Instrucciones de trabajo |
(A) Según el fragmento sobre la tortura, ¿quiénes terminaron con estas prácticas?
(B) Copia sin cambios el pasaje del fragmento sobre la tortura que va desde "Otra lacra que" hasta "que les precedió.".
(C) Prosigue el texto sobre la tortura y la Iglesia a partir de su última oración.

Fragmento seleccionado |
========
Otra lacra que todavía perdura y que supone la degradación de la persona es la tortura, afirmando durante siglos que era una práctica justa y efectiva para llegar a la verdad. Más aún, aseverando algún prócer teólogo que ya que el reo estaba condenado a las penas del infierno, no importaba adelantarlas en este mundo. Cuando la sociedad se ha desdicho de tales prácticas, la Iglesia ha seguido detrás.

Pensemos ahora qué sociedades terminaron con estas y similares prácticas. No fue la Iglesia, fueron los movimientos ciudadanos y las leyes, sólo en países “adelantados”, los que terminaron con ellas. Sucede que por desconocimiento, algunos llegan a pensar que fue la Iglesia la que les precedió.
========
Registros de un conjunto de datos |
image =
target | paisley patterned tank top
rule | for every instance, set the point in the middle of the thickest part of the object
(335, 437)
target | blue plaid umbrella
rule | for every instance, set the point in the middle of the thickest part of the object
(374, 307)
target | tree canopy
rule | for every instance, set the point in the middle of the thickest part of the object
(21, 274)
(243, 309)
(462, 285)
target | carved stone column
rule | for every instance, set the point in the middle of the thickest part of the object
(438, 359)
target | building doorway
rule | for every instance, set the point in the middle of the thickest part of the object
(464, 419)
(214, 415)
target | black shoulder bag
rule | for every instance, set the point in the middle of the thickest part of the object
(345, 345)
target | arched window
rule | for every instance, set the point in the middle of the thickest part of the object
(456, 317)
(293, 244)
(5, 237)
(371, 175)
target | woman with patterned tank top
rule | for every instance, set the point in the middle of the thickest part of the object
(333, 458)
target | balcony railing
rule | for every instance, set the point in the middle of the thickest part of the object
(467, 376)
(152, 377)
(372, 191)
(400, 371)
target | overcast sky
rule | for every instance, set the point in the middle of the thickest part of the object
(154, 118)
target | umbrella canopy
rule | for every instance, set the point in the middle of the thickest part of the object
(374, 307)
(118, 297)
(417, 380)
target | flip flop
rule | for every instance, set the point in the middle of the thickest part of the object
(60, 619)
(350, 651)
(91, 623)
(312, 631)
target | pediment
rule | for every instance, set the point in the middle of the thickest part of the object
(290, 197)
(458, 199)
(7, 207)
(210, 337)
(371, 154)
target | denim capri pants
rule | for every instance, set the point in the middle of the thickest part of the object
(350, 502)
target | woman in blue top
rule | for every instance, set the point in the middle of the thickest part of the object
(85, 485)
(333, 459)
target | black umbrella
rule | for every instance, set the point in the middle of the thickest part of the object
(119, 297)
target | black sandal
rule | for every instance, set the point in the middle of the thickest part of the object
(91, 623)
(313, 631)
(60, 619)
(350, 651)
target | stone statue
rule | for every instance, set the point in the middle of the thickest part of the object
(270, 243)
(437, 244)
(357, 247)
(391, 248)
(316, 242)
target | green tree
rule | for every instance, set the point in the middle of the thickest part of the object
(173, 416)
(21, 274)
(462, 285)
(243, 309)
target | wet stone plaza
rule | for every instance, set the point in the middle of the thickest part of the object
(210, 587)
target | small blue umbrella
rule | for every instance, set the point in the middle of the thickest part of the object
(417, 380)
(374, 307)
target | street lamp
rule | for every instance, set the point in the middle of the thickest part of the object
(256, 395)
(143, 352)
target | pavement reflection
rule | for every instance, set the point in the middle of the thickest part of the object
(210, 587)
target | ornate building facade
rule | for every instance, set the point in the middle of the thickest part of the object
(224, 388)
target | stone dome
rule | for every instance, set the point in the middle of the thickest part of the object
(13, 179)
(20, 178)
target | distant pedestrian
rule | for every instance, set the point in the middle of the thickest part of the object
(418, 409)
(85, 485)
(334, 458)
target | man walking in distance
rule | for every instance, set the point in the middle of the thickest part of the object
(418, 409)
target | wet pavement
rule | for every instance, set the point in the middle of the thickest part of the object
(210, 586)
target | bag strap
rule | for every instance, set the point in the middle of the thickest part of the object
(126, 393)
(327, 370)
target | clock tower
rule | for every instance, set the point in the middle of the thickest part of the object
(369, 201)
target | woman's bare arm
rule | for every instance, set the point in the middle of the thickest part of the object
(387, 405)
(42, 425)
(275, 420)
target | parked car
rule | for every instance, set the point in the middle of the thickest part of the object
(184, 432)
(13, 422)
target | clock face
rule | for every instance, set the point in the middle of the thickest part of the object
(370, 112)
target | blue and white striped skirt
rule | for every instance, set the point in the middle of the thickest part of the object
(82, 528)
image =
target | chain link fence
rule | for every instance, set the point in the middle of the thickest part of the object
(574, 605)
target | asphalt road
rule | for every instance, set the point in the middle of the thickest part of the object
========
Respuestas |
(A) Los movimientos ciudadanos y las leyes, sólo en países “adelantados”.

(B)
Otra lacra que todavía perdura y que supone la degradación de la persona es la tortura, afirmando durante siglos que era una práctica justa y efectiva para llegar a la verdad. Más aún, aseverando algún prócer teólogo que ya que el reo estaba condenado a las penas del infierno, no importaba adelantarlas en este mundo. Cuando la sociedad se ha desdicho de tales prácticas, la Iglesia ha seguido detrás.

Pensemos ahora qué sociedades terminaron con estas y similares prácticas. No fue la Iglesia, fueron los movimientos ciudadanos y las leyes, sólo en países “adelantados”, los que terminaron con ellas. Sucede que por desconocimiento, algunos llegan a pensar que fue la Iglesia la que les precedió.

(C)
Sigamos. Sigue habiendo muchos países de religiones retrógradas que oprimen a la mitad de la humanidad, la mujer. ¿Y la Iglesia? Comenzando por la doctrina de San Pablo hasta llegar al mismísimo Génesis, ahí está la Iglesia de siglos pasados que fundamentó tal opresión en los designios de la voluntad divina. Incomprensiblemente, quien en un porcentaje alto nutre los centros religiosos, primero fue obligada a callar y, pasados los siglos, sigue marginada. Todo porque “así ha sido siempre”.

Otro grupo social fruido por la Iglesia ha sido el de los pobres. Más que otra cosa son un pretexto para justificarse. Durante siglos, los pobres han sido explotados por la Iglesia. No ha hecho nada por sacarles de su postración, especialmente en épocas donde eran las clases nobles las que los sojuzgaban. Más aún, la multitud de pobres se privaban de alimento para, con su óbolo, construir soberbias catedrales, monasterios y palacios; asimismo, eran los que consumían el mayor número de indulgencias; los que entregaban el décimo de sus parcas cosechas para mantener al clero. ¿No se puede entender todo esto como “explotación” de los pobres? Al rebufo de las luchas sociales, alguien escribió “Rerum novarum” con que sosegar conciencias. La miseria también ha sido de gran provecho para la Iglesia.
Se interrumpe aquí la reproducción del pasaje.